Dataset items
"""
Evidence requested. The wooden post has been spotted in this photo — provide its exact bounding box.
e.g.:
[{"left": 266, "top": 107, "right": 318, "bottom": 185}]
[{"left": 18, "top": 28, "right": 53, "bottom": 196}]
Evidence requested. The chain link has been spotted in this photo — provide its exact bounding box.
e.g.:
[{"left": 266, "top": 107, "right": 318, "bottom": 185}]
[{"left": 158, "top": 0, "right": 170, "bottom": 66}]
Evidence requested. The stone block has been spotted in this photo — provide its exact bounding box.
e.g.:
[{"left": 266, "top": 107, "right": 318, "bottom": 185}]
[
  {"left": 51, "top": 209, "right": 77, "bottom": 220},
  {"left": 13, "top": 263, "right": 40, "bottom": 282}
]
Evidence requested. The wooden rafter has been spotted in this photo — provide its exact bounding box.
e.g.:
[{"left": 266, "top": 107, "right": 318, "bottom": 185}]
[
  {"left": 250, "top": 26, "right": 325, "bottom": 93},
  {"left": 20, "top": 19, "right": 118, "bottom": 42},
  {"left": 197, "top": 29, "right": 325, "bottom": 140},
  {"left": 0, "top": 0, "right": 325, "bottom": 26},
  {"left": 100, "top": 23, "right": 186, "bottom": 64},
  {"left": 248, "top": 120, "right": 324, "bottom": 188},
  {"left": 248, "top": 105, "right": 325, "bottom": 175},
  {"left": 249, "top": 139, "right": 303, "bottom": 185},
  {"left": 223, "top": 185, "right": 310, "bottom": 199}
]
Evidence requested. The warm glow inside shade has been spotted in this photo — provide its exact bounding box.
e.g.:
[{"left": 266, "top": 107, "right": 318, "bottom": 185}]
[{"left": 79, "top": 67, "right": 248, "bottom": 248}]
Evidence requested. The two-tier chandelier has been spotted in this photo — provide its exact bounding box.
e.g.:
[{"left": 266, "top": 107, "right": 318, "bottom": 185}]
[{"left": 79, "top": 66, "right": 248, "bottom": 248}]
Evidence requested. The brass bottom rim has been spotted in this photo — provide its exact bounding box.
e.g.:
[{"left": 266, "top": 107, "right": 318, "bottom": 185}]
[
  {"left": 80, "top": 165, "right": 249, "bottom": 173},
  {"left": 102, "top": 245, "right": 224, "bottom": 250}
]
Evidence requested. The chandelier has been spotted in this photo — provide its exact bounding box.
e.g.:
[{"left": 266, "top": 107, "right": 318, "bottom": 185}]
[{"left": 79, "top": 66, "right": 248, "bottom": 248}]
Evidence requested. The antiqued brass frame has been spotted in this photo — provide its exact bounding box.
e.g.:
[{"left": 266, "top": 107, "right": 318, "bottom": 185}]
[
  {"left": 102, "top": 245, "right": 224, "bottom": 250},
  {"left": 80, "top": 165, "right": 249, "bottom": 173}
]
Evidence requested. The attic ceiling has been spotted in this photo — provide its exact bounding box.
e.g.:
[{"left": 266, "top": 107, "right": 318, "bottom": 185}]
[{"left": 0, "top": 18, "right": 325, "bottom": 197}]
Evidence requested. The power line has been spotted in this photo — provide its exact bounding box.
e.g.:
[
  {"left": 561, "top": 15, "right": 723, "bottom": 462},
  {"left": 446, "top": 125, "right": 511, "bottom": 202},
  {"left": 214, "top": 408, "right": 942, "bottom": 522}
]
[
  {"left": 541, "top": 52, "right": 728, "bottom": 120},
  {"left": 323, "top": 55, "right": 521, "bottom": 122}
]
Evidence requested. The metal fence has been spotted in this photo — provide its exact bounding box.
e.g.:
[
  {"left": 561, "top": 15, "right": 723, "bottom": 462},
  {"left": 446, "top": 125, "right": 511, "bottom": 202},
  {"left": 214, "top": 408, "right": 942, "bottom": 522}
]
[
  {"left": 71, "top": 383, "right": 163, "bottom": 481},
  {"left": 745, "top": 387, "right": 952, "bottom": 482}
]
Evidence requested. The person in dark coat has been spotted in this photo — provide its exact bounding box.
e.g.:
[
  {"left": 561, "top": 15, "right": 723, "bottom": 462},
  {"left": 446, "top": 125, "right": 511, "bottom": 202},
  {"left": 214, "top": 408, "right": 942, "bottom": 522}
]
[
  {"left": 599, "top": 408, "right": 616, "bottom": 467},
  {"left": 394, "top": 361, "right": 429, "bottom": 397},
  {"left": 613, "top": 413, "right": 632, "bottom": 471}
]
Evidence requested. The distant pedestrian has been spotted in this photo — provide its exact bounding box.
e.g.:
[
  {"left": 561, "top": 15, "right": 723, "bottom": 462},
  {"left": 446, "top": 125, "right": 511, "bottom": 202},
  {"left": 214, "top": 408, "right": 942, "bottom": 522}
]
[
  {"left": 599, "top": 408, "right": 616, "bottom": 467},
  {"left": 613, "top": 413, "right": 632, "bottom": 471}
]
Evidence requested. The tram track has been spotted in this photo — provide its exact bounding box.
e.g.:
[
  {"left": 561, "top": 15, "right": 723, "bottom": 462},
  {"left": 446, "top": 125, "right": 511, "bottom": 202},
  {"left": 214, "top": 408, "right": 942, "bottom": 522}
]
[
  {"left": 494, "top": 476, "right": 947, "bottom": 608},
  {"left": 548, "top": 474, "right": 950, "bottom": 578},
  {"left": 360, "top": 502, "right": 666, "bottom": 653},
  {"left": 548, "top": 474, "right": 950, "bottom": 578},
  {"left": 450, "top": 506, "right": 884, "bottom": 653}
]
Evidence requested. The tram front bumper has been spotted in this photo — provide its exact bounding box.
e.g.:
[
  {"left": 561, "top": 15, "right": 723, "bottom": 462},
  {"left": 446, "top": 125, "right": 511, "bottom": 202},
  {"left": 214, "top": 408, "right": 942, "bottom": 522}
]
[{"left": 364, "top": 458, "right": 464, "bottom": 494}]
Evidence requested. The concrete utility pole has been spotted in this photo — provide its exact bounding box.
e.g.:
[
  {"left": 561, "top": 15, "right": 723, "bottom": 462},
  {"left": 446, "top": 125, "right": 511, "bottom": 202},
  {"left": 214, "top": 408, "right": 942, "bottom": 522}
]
"""
> _EXERCISE GOAL_
Which lines in the items above contain the word "tram", matching case exactly? Copy each of those lines in full.

> _OUTPUT BELOW_
Evidence requested. The tram track has been spotted in this photo — provide its exact bounding box.
Evidence requested. The tram front bumper has been spotted in this photo — provide its exact bounding box.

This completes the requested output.